Written instruction A:
Before the text and the records, extract the passage of the Ginninderra heritage article from "16 Mar 2017" up to and including "thousands of years.", copying it word for word.
Written instruction B:
Write what comes next in the article on preserving Aboriginal heritage at Ginninderra, starting right after its last sentence.

*** Page extract ***

Ginninderra

Ginninderra News

 
16 Mar 2017

Preserving Aboriginal heritage at Ginninderra

Aboriginal groups have helped to find and salvage artefacts as part of the effort to better understand and protect important cultural heritage at Ginninderra.

Prior to European settlement, Ginninderra was known as Ginin-ginin-derry (said to mean ‘sparkling’ or ‘throwing out little rays of light’ in local Ngunnawal language) and was home to Aboriginal communities for many thousands of years.

The presence of Aboriginal sites on the Ginninderra site reflects elements of a natural and Aboriginal cultural landscape, and is a vital part of Ginninderra’s heritage.

Australia-wide CSIRO has been working with Aboriginal communities to ensure sustainable futures for Aboriginal people, culture and country and we certainly wanted that to be the case at Ginninderra also.

CSIRO and Environmental Resources Management (ERM) were joined on 19 December 2016 by traditional custodian group representatives to salvage artefacts from two paddocks within the Ginninderra site ahead of the proposed future development. Artefact salvage, together with conservation measures in the landscape, are important for protecting heritage features and strengthening the connection between Aboriginal communities and their heritage values.

Joe House from Little Gudgenby River Tribal Council, Karen Denny from Buru Ngunawal Aboriginal Corporation, James Mundy from Ngarigu Currawong Clan and Carl Brown from the King Brown Tribal Group were in attendance, and the group was able to record and recover all artefacts required with the help of Bruce Isaac (CSIRO), Sarah Ward (ERM) and Katherine Deverson (ERM).

The survey, recording and artefact salvage was undertaken in accordance with the Environment Protection and Biodiversity Conservation Act 1999 and an archaeological research design developed specifically for the Ginninderra site.

“The reps were incredibly professional, experienced and a pleasure to work with,” said Sarah, Principal Consultant of Cultural Heritage at ERM. “Joe House has been surveying in Canberra since the early 1980s and brought a wealth of experience. In fact, he recovered one artefact made of stone not local to Canberra and said he had not seen anything like it in the region before.”

The 1216 artefacts salvaged were mainly flaked pieces from scatter sites that were used in the manufacture of stone tools. There are numerous such sites in the Ginninderra area. There were also some broken hammer stones recovered.

Stone tools were used for a variety of purposes including cutting, scraping (i.e. skinning animals), hammering, and as axes. Several glass artefacts appear to have been worked like a stone tool, which is rare for the ACT and if initial assessments are proven correct, these provide evidence of Aboriginal toolmaking post-European contact.

Wally Bell of the Buru Ngunawal Aboriginal Corporation and Traditional Custodian Group said, “The salvage process generally entails a tiered approach where we are engaged to conduct a survey on foot transecting the designated area and plotting the finds by the use of a GPS, photographing the items, and measuring their dimensions by length, width and thickness and as you can see this is a very scientific approach. The archaeologist then develops a methodology to locate any occupational use sites which are indicated by numerous artefacts scattered on the surface. Sometimes there may be isolated finds of one artefact.

*** Supplied data ***

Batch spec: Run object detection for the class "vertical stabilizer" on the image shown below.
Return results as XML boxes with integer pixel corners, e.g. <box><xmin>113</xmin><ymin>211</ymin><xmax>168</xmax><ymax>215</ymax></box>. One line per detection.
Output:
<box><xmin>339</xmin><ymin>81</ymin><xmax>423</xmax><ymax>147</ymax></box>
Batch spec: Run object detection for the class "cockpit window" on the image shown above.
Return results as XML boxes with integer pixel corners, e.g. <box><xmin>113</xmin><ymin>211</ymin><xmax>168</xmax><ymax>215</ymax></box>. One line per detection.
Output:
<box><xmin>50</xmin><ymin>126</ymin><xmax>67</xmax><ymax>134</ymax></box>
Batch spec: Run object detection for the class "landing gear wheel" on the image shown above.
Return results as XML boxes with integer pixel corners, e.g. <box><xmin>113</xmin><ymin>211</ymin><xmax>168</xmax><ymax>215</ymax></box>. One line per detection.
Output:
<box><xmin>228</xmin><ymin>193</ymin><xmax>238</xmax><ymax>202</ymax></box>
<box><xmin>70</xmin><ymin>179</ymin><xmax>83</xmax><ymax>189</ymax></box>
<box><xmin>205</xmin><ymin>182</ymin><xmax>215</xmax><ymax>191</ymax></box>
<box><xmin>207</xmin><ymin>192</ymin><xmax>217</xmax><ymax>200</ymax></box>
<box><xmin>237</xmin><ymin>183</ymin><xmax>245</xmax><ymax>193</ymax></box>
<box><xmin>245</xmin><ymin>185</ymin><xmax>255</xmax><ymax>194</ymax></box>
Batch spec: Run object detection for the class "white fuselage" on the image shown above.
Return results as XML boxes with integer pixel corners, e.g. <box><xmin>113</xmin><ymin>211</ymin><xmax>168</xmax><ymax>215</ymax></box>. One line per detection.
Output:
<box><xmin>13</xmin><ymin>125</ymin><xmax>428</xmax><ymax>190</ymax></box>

***

Written response A:
16 Mar 2017

Preserving Aboriginal heritage at Ginninderra

Aboriginal groups have helped to find and salvage artefacts as part of the effort to better understand and protect important cultural heritage at Ginninderra.

Prior to European settlement, Ginninderra was known as Ginin-ginin-derry (said to mean ‘sparkling’ or ‘throwing out little rays of light’ in local Ngunnawal language) and was home to Aboriginal communities for many thousands of years.

Written response B:
“This survey may also indicate a potential archaeological deposit which is a landscape feature that may have subsurface artefacts due to the movement of topsoil over thousands of years or even the farming practices that may have taken place.

“If large deposits of artefacts are discovered, then this will lead to further investigation works being undertaken. These works entail a process called test pitting where an area is laid out in a grid pattern of 0.5m x 0.5m pits that are hand excavated at depths of 10cm spits until the topsoil reaches either clay or bedrock. All artefacts are salvaged and analysed.”

The artefacts that were recovered were initially analysed on-site which enabled evidence-based decisions regarding the quantity of artefacts at each archaeological site and immediate input from Aboriginal stakeholders.

Laboratory analysis is yet to undertaken.

With the salvage complete, plans for relocating the artefacts are in progress. While the final site is still to be determined, the most likely location will be outside but very close to the Ginninderra property.

“The reburial process is important to us as Aboriginal people as our cultural beliefs are that we come from the land and we eventually return to the land,” said Wally.

“Aboriginal people’s connection to country has come from our belief systems involving the ability to feel at one with the natural environment for thousands of years, if we care for the country the country will care for us. The materials that are salvaged – being the by-products of the tool making process – have a strong spiritual connection to country and when they are salvaged and taken away for analysis that spiritual connection is broken. It is important that the spiritual connection is re-established so that our past ancestral spirits can harmonise within the landscape and keep the environment productive and alive.”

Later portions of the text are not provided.